> [Goal of the exercise]
Reproduce the full listing that follows, matching it exactly.

> [Dataset records]
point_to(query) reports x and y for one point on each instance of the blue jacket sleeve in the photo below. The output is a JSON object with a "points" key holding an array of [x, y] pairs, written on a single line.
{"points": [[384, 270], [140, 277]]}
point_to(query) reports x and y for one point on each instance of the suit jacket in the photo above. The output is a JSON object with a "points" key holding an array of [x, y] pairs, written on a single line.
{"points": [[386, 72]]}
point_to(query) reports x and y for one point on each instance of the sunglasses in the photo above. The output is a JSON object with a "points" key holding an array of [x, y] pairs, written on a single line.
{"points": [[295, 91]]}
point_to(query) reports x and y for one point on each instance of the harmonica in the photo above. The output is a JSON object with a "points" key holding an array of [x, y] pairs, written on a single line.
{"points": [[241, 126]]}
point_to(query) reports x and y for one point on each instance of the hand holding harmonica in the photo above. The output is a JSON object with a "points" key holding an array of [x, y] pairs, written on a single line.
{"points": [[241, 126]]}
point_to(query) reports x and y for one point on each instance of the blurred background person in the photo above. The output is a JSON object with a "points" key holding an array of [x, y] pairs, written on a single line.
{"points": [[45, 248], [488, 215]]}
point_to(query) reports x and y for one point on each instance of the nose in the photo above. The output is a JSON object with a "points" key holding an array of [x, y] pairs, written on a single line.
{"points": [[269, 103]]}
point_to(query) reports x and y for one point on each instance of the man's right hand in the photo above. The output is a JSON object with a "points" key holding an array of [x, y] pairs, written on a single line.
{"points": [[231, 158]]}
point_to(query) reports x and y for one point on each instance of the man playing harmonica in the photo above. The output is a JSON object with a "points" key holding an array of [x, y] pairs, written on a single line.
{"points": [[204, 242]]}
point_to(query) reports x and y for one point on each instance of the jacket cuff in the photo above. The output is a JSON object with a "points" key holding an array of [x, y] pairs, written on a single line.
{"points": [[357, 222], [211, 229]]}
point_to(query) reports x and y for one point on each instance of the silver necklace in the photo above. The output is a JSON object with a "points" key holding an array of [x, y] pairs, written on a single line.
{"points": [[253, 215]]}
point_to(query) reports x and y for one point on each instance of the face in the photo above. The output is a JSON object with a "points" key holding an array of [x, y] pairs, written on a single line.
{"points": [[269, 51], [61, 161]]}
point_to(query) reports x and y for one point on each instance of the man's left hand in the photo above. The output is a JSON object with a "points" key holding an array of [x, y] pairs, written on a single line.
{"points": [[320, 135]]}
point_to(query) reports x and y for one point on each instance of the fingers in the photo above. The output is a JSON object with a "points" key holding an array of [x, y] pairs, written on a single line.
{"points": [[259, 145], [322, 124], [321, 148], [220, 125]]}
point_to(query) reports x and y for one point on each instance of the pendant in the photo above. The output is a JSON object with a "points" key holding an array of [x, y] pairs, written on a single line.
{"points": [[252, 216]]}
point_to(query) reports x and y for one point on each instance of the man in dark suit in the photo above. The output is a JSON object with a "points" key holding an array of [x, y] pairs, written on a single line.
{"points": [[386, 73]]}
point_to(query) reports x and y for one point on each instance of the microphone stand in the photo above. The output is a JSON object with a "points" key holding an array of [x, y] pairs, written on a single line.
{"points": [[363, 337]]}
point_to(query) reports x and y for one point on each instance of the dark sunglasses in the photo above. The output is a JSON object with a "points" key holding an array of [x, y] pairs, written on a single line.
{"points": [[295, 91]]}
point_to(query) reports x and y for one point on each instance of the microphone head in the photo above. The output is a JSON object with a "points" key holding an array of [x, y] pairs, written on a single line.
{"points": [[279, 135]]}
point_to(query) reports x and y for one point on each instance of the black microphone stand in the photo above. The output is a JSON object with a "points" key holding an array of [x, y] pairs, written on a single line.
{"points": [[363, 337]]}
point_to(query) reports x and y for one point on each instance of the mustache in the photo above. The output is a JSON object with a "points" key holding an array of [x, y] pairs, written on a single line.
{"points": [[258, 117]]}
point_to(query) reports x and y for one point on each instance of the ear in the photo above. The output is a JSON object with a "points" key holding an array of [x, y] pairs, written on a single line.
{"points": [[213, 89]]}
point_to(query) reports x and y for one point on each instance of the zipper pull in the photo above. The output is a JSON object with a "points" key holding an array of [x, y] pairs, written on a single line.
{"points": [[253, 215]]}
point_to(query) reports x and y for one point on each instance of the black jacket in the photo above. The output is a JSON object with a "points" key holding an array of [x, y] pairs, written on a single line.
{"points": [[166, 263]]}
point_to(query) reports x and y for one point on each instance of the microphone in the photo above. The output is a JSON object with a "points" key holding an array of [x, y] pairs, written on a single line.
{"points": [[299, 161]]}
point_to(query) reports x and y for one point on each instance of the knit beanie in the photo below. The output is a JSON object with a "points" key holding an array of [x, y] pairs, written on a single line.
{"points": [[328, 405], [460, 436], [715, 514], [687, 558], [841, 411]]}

> [Response to this task]
point_to(query) reports x and y for one point on each instance of the blue jacket sleeve in the photo below. The output is a JSON object with a "points" key holding an array of [x, y] pairs, written on a single line.
{"points": [[384, 270], [140, 277]]}
point_to(query) reports x and y for one point on each instance of the suit jacket in the photo above. The output is a JSON object with a "points" key holding an array of [x, y] pairs, written on a single line.
{"points": [[386, 72]]}
point_to(query) reports x and y for one point on each instance of the sunglasses in the photo above. The output is a JSON object with a "points" key holding an array of [x, y] pairs, written on a single line.
{"points": [[295, 91]]}
point_to(query) reports x and y for one point on each instance of the harmonica in the photo above. The output is a JSON object with a "points" key holding an array of [x, y] pairs, written on a single line.
{"points": [[241, 126]]}
point_to(query) reports x and y for one point on each instance of the hand holding harmonica in the photo above. The output is a JSON object with a "points" key holding an array of [x, y] pairs, written on a single line.
{"points": [[241, 126]]}
point_to(query) reports x and y for one point on each instance of the blurred background person in the photo above. The output is a JSON object with a "points" key holding an array of [x, y] pairs, written on a single line.
{"points": [[45, 248], [488, 215]]}
point_to(query) reports x and y for one point on each instance of the nose in the photo above. The output is a JSON object with a "points" key holding an array of [x, y] pairs, written on a single line.
{"points": [[269, 103]]}
point_to(query) reports x and y for one point on each instance of the man's right hand in the photo above. The output is a JSON object with a "points" key holding an array of [x, y] pairs, written on a single line.
{"points": [[231, 158]]}
point_to(query) reports x and y for one point on each instance of the man playing harmonica in the photo above. The output is a JSON object with a "points" key holding an array of [x, y] pairs, written on a single line.
{"points": [[204, 242]]}
point_to(query) reports x and y for one point on each instance of the jacket cuff in the photo above. The output is a JSON object with a "points" key holding an array of [x, y] pairs, written on a single line.
{"points": [[357, 222], [211, 229]]}
point_to(query) reports x and y for one point on each instance of the silver necklace in the photo above. The output is a JSON object with a "points" key holding an array of [x, y] pairs, written on a single line.
{"points": [[253, 215]]}
point_to(query) reports x and y for one point on each instance of the face in the photo above. The output is a JSON object with a "points" key holding an array of [x, y] pairs, written on a single line.
{"points": [[269, 51], [61, 161]]}
point_to(query) reports x and y for one point on each instance of the man's left hand in the photo above. The output is a JSON object with a "points" key holding an array of [x, y] pairs, written on a single line.
{"points": [[320, 135]]}
point_to(query) reports x and y for one point on each instance of the fingers in the photo above. The output is a JSON object with a "points" key holding an array of [x, y] pairs, written on a single line.
{"points": [[259, 145], [322, 124], [321, 148], [220, 125]]}
point_to(query) reports x and y for one point on each instance of the pendant in the photo above. The output is a JSON object with a "points" key holding an array of [x, y] pairs, written on a single line.
{"points": [[252, 216]]}
point_to(query) reports x and y for one point on each instance of the man in dark suit in the photo above. The output is a JSON object with a "points" key holding an array of [x, y] pairs, written on a single line.
{"points": [[386, 73]]}
point_to(query) reports x and y for one point on each instance of the microphone stand in the photo above. The output is a JSON object with a "points" key holding an array of [x, y] pairs, written on a single line.
{"points": [[363, 337]]}
point_to(query) reports x and y for one point on each instance of the dark sunglasses in the photo above. The output is a JSON object with a "points" key holding an array of [x, y] pairs, written on a single line.
{"points": [[295, 91]]}
point_to(query) reports x and y for one point on each instance of the microphone head in the photo above. The output is a JSON object with a "points" key holding an array of [x, y] pairs, written on a single line.
{"points": [[279, 135]]}
point_to(query) reports x and y for one point on each instance of the black microphone stand in the photo above. The output is a JSON object with a "points" key holding an array of [x, y] pairs, written on a single line.
{"points": [[363, 337]]}
point_to(query) reports x and y for one point on each instance of the mustache in the photo above. The output is a JSON object with a "points" key holding an array of [x, y] pairs, written on a single line.
{"points": [[258, 117]]}
point_to(query) reports x and y for one point on each instance of the ear in the photo above. The output is a JSON object with a "points" key holding an array of [x, y] pairs, written on a single line.
{"points": [[213, 89]]}
point_to(query) reports x and y for one point on each instance of the zipper pull in the photo above. The output is a JSON object with a "points" key holding an array of [x, y] pairs, written on a single line.
{"points": [[253, 215]]}
point_to(query) reports x and y for one point on each instance of the black jacket in the photo above. The output is a JSON object with a "points" key holding an array of [x, y] pairs, written on a single line.
{"points": [[166, 263]]}
point_to(query) reports x and y for one point on each instance of the microphone in the photo above. The output is a JSON object with a "points" key holding an array of [x, y] pairs, written on a single line.
{"points": [[299, 161]]}
point_to(query) reports x and y for one point on each instance of the knit beanie in the photo below. The output is a JSON object with a "points" key holding an array of [x, y] pairs, written on a single line.
{"points": [[328, 405], [460, 436], [715, 514], [687, 558], [841, 411]]}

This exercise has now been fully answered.